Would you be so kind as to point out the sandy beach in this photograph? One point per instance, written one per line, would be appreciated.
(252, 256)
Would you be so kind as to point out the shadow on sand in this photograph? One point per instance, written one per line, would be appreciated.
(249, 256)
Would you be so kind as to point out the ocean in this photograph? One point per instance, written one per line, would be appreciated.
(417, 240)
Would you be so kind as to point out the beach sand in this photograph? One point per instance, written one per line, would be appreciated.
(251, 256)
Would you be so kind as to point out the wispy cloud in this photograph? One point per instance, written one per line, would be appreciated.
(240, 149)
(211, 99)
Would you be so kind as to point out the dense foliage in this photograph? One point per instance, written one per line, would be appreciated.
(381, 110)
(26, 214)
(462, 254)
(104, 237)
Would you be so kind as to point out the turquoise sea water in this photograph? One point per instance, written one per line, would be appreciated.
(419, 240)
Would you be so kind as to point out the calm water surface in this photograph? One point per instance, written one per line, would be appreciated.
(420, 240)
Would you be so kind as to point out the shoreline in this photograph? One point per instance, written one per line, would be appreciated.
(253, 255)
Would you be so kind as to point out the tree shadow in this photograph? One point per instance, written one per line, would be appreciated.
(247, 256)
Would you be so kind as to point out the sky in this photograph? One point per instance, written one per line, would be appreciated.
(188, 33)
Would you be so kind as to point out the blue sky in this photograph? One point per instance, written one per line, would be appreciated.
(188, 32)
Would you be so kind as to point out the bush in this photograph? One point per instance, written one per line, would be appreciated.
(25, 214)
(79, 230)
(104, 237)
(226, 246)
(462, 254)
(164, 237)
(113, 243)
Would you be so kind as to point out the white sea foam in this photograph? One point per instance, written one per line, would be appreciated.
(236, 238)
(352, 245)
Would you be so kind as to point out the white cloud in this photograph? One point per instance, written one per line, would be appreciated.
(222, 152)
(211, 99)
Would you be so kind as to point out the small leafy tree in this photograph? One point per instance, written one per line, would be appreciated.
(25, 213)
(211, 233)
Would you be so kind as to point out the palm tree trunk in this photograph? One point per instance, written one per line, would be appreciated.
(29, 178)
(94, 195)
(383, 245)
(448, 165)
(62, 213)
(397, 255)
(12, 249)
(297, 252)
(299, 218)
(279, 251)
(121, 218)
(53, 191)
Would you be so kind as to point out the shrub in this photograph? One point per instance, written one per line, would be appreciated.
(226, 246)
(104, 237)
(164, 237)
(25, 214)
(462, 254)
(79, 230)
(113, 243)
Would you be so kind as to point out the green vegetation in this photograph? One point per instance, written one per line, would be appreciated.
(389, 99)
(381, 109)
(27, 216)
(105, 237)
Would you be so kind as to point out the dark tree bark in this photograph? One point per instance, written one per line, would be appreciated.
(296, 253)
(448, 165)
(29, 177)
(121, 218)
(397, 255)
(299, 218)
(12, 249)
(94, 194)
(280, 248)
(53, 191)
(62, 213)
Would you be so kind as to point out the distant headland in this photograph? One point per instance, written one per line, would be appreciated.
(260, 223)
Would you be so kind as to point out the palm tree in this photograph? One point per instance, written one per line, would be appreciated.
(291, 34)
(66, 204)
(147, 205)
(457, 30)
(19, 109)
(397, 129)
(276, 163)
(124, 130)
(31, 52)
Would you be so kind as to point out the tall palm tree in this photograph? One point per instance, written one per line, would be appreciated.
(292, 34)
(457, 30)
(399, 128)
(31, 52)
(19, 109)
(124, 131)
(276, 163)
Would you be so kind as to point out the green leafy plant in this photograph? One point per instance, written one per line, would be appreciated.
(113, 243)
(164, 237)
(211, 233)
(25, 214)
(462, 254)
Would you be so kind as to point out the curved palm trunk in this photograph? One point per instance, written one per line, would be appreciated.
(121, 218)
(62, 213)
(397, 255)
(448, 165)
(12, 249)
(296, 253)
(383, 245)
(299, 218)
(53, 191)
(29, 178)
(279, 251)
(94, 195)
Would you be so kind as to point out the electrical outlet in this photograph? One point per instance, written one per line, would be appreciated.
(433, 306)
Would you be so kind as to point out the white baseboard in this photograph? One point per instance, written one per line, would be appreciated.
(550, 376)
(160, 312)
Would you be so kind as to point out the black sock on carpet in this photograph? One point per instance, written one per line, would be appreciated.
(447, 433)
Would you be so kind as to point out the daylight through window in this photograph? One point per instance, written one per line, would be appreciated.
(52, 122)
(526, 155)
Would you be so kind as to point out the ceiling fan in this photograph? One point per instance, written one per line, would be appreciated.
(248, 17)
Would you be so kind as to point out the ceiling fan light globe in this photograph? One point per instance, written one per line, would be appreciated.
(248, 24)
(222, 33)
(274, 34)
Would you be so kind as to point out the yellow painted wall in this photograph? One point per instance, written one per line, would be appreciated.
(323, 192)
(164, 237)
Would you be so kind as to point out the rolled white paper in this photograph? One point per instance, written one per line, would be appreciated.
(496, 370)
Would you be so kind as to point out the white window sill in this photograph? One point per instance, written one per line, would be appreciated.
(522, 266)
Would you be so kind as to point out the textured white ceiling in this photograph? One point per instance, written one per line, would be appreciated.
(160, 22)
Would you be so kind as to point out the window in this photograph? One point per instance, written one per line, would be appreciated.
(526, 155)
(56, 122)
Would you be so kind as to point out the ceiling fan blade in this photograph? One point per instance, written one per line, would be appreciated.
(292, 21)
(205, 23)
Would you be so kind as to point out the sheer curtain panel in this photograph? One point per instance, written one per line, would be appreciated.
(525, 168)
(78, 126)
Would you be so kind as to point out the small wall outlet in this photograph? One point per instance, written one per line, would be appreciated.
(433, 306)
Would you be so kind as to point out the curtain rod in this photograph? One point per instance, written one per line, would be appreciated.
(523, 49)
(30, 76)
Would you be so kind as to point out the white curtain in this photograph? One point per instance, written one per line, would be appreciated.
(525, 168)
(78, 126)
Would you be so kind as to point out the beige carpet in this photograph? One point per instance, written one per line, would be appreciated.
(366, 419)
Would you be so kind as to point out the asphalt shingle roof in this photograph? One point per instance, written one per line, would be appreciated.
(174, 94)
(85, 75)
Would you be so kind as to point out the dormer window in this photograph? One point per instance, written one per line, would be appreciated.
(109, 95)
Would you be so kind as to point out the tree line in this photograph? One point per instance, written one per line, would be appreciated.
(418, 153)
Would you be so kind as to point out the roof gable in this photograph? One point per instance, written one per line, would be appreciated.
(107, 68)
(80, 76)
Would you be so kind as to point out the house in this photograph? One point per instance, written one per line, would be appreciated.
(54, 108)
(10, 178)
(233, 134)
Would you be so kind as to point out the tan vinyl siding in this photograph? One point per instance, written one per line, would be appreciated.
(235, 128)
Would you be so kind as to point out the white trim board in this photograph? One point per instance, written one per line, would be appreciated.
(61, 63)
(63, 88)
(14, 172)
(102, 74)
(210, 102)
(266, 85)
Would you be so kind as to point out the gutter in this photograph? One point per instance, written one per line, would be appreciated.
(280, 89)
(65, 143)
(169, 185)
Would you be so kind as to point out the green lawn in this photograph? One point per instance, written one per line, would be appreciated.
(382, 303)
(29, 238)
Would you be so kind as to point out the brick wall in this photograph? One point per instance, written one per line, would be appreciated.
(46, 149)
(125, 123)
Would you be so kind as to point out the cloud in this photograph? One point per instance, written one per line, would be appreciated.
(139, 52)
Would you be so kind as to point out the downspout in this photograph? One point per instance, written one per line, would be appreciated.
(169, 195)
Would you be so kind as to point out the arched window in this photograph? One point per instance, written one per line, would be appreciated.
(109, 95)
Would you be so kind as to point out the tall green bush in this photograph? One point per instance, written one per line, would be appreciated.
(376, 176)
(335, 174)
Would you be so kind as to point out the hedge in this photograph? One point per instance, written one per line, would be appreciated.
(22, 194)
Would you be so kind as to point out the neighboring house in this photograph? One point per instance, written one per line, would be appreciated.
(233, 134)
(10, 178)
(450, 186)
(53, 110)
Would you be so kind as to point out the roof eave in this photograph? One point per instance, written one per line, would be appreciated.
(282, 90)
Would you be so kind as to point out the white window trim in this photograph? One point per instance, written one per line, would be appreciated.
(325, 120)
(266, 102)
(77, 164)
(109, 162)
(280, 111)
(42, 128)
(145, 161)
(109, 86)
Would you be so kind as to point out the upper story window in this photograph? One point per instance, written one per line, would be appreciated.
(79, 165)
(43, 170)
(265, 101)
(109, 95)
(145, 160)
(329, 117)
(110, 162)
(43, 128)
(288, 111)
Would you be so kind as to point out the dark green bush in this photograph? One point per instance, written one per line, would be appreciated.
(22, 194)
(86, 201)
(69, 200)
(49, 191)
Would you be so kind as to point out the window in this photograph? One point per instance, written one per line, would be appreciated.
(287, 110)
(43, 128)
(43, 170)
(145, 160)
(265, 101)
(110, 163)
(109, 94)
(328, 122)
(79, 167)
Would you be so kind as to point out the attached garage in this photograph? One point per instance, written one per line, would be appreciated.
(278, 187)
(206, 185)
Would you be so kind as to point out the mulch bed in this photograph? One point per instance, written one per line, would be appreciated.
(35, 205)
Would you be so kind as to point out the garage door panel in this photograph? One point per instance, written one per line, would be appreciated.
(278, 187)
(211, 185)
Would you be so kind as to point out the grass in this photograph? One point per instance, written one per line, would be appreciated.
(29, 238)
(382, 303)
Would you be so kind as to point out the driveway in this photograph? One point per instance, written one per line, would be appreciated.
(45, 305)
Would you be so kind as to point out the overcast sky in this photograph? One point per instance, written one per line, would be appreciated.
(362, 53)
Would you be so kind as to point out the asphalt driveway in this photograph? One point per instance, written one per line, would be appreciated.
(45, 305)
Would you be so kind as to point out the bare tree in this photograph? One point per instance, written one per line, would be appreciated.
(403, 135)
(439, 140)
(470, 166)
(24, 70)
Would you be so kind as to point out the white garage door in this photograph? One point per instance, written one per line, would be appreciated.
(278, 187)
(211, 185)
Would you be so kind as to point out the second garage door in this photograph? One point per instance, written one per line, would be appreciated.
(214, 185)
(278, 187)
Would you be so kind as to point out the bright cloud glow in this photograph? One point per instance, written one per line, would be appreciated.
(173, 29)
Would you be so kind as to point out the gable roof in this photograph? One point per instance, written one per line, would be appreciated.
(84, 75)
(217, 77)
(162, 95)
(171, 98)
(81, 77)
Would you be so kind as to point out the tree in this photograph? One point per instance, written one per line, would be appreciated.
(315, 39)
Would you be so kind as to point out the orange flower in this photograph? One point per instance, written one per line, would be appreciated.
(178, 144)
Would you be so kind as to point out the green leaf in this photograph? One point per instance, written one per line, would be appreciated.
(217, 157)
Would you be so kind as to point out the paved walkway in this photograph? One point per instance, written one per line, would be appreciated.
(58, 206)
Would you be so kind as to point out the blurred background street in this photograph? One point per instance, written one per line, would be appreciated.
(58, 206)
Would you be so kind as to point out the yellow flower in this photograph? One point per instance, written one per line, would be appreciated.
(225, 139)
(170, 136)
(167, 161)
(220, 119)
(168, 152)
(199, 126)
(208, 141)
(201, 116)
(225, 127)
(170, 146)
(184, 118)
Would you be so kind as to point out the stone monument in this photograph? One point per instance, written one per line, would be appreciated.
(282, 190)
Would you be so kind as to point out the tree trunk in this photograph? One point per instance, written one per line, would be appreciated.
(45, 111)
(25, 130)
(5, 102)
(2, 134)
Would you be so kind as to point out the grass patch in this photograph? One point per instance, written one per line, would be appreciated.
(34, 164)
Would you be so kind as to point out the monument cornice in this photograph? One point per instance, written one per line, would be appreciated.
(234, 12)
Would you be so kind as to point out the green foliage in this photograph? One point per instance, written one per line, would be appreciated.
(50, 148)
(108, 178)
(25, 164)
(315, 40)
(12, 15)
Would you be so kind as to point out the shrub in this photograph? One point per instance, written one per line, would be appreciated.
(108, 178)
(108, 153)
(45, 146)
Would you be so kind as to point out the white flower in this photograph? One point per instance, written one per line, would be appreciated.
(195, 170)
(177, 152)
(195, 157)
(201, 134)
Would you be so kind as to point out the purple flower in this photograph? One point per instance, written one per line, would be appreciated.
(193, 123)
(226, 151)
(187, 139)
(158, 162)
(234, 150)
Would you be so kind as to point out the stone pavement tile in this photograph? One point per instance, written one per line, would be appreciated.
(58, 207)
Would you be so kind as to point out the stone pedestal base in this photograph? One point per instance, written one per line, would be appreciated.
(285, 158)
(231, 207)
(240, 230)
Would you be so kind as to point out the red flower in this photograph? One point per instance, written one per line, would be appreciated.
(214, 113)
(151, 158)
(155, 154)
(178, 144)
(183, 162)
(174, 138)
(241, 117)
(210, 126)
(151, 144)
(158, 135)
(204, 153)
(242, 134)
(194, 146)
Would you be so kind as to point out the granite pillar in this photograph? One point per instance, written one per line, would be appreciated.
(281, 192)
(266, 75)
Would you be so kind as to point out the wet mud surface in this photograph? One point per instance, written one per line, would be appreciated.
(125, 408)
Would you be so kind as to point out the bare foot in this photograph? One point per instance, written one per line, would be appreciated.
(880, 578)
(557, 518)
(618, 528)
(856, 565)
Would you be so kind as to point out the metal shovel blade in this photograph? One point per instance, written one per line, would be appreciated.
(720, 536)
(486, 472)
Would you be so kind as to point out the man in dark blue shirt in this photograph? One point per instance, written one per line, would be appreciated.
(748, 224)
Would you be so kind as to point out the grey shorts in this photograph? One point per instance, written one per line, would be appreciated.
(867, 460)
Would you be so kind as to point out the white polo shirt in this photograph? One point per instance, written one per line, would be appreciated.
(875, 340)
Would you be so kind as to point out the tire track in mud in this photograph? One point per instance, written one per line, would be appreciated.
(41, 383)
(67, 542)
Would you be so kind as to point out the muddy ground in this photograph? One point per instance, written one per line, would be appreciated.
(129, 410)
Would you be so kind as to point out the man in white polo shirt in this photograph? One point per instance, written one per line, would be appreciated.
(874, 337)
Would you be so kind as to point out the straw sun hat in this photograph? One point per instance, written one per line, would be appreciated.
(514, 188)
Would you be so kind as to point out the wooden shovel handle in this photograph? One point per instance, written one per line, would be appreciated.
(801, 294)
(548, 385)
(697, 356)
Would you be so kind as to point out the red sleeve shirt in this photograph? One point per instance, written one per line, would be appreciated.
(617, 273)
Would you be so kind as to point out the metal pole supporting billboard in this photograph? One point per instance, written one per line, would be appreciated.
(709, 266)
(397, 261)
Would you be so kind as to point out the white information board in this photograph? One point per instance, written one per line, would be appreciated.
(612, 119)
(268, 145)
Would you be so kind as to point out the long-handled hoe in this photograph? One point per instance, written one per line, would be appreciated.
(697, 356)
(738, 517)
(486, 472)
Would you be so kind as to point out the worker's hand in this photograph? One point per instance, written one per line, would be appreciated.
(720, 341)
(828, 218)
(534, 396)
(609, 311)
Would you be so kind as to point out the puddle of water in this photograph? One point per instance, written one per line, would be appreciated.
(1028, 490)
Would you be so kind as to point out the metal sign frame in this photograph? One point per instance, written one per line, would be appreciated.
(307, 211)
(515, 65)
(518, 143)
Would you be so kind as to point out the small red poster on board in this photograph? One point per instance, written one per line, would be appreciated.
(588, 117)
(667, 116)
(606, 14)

**EXERCISE REQUIREMENTS:** Exactly reproduce the lines beginning with the one that contains "Would you be so kind as to point out the tire" and ending with the last line of the material, both included. Leave out everything else.

**RESULT OF THE TASK:**
Would you be so kind as to point out the tire track in mud in this photograph? One point per instance, written one per line, would be appreciated.
(41, 383)
(67, 542)
Would you be so kind as to point out the muddy ground in this photograph? One point per instance, written one per line, would be appreciated.
(129, 410)
Would you be so kind as to point out the man in white polo shirt in this photograph? One point per instance, written one per line, would be appreciated.
(874, 337)
Would you be so kind as to point out the straw sun hat in this photograph? One point per instance, written one per line, would be appreciated.
(514, 188)
Would you be so kind as to point out the wooden shovel handle in this photograph? One point per instance, written one per line, would be appreciated.
(801, 294)
(548, 385)
(697, 356)
Would you be so kind as to point out the red sleeve shirt in this photograph? One point per instance, written one per line, would be appreciated.
(617, 273)
Would you be so kind as to point out the metal pole supporting billboard in this photograph? One point per instance, written one per line, would be appreciated.
(709, 266)
(397, 261)
Would you be so kind as to point out the white information board in this photograph? One point per instance, written one per line, would be appreciated.
(612, 119)
(268, 145)
Would you be so kind as to point out the long-handled hoe in this photograph? One point per instance, written one per line, would be appreciated.
(697, 356)
(738, 517)
(486, 472)
Would you be so kind as to point out the worker's hand in this photograph? One point per instance, written one per line, would be appreciated.
(720, 341)
(828, 218)
(534, 396)
(609, 311)
Would you be so kind as to point out the puddle of water in this photograph? One point per instance, written one per line, would be appreciated.
(1028, 490)
Would you be so kind as to point out the metal sign frame in this photograph? One point per instance, written one per line, would be appreciated.
(307, 211)
(515, 65)
(518, 143)
Would you be so kind as to point out the small red poster on board in this photograph? One point per instance, written one per line, would be appreciated.
(588, 117)
(667, 116)
(606, 14)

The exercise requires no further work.